TASK:
Produce a verbatim transcription of the records below, beginning at the line containing "The annotator labeled the white" and ending at the final line; include only those lines.
** begin RECORDS FOR PROCESSING **
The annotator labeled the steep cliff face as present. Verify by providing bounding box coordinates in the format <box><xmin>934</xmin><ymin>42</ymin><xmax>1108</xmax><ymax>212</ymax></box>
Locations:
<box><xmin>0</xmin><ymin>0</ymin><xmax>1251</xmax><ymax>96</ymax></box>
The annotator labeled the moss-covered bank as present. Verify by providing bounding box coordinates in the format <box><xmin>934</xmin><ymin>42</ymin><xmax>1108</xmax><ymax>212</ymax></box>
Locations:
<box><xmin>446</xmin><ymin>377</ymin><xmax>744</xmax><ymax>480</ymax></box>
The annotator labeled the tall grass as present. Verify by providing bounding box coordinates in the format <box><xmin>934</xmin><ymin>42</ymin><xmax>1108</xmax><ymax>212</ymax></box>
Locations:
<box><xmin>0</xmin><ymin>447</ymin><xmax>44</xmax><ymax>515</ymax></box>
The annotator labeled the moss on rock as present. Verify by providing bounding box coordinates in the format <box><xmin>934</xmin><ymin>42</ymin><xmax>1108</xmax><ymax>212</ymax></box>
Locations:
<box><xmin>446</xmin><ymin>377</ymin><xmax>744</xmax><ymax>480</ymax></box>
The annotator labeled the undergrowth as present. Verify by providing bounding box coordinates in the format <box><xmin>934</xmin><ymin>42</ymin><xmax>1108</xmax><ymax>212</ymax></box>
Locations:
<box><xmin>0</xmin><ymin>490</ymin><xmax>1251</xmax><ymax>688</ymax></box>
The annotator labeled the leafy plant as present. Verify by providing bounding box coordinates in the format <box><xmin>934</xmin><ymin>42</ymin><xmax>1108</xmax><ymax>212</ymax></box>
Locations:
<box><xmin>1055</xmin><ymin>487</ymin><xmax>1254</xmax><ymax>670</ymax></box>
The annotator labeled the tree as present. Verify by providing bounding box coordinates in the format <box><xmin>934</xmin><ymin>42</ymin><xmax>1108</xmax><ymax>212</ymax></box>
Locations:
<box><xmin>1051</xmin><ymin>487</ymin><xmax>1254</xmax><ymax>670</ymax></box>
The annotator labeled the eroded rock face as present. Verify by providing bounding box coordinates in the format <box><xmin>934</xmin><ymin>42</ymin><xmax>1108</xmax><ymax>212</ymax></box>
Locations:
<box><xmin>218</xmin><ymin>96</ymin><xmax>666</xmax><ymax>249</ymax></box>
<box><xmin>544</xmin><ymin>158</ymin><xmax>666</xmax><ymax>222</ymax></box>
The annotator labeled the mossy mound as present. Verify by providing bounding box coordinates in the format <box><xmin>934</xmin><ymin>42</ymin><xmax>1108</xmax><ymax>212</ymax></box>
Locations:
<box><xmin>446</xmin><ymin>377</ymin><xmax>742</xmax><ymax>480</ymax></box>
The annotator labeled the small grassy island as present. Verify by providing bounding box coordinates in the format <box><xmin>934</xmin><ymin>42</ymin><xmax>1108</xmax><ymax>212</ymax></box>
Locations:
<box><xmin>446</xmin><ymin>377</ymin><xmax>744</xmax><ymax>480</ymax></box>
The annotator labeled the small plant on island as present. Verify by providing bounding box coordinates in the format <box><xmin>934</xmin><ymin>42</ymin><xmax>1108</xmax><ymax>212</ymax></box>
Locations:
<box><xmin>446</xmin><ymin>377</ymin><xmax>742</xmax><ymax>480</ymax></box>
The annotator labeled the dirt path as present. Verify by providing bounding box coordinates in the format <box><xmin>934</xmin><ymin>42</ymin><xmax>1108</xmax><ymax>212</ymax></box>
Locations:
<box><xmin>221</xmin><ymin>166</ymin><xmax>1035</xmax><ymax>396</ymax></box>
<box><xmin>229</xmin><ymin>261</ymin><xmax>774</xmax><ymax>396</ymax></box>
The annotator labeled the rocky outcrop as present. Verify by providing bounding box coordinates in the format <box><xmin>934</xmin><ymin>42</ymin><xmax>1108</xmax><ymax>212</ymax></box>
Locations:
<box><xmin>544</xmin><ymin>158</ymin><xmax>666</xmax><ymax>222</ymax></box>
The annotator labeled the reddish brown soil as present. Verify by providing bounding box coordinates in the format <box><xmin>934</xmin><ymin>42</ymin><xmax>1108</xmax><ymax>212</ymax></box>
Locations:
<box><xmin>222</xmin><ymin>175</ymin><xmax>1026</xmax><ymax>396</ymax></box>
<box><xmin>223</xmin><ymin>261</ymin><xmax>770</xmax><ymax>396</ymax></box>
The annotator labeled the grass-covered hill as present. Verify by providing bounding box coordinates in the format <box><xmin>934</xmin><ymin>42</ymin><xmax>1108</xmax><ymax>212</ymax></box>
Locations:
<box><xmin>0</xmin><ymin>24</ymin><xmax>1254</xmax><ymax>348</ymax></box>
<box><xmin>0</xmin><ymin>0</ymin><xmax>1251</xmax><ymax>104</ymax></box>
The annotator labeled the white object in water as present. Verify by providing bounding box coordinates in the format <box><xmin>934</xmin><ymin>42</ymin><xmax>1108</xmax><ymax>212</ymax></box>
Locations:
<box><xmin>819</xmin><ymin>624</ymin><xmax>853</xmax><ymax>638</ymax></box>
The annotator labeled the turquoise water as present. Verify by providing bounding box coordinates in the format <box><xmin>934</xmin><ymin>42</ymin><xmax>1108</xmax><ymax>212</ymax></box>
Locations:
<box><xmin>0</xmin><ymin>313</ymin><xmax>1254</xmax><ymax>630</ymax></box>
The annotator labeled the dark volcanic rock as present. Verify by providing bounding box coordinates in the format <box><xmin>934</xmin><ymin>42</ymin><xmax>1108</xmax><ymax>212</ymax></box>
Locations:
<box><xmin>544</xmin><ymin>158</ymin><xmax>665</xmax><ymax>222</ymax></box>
** end RECORDS FOR PROCESSING **
THE SOLUTION:
The annotator labeled the white object in water as present. Verify by providing bounding box coordinates in the format <box><xmin>934</xmin><ymin>42</ymin><xmax>1108</xmax><ymax>212</ymax></box>
Locations:
<box><xmin>819</xmin><ymin>624</ymin><xmax>853</xmax><ymax>638</ymax></box>
The annotator labeled the turquoise water as present. Verify by providing bounding box coordinates in the format <box><xmin>934</xmin><ymin>42</ymin><xmax>1108</xmax><ymax>212</ymax></box>
Locations:
<box><xmin>0</xmin><ymin>313</ymin><xmax>1254</xmax><ymax>630</ymax></box>
The annotator labeled the dark volcanic rock as present. Verify by providing bounding box coordinates in the format <box><xmin>934</xmin><ymin>42</ymin><xmax>1108</xmax><ymax>212</ymax></box>
Locations:
<box><xmin>544</xmin><ymin>158</ymin><xmax>665</xmax><ymax>222</ymax></box>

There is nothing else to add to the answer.